Copy the entries exactly. Leave nothing out and add nothing.

- - - - -

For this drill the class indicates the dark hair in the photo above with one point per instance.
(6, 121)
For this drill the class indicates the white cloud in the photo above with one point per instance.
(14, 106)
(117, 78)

- - - - -

:: Task result ::
For this drill the class indicates the dark hair in the photo above with one point per instance.
(6, 121)
For this drill the class indicates the white cloud in the photo above with one point per instance.
(14, 106)
(117, 78)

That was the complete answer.